Task item => From the entries below, reproduce exactly the line containing "Place a marker on every instance of the tidal", the line containing "Place a marker on every instance of the cloud bank, each", and every line in between, with nothing added.

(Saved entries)

-- Opening Marker --

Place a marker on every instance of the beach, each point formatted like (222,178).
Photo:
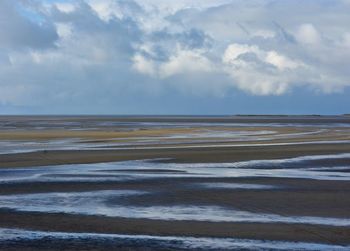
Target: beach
(150,182)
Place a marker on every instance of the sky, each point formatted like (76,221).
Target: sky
(174,57)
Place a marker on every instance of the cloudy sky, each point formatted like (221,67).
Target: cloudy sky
(174,57)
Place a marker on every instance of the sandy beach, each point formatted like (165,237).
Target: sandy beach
(271,179)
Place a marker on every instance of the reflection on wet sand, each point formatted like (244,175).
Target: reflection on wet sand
(203,185)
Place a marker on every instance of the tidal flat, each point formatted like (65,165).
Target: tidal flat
(174,183)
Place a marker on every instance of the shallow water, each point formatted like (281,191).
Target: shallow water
(99,202)
(117,171)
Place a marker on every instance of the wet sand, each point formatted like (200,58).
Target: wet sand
(186,172)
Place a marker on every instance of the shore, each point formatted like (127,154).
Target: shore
(198,181)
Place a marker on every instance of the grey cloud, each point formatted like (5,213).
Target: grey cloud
(18,31)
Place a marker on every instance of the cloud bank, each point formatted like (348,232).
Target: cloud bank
(60,51)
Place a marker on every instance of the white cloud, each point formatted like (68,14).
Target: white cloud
(65,7)
(78,48)
(308,34)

-- Closing Marker --

Exercise solution =>
Place a marker on every instance of the tidal flat, each point formatted like (65,165).
Target: tidal flat
(174,183)
Place a marker on every instance of the shallow water, each point formatted like (281,191).
Target: shallow water
(99,202)
(117,171)
Place a marker on every instance of the wet sand, each point formatted like (200,58).
Target: wet sand
(186,172)
Place a marker on every instance of the shore, each point formatted like (127,154).
Target: shore
(198,181)
Place a marker on every instance of the grey cloud, each point formatted like (5,213).
Target: grey cloud
(18,31)
Place a marker on every instance of the cloud bank, each point formatted like (348,232).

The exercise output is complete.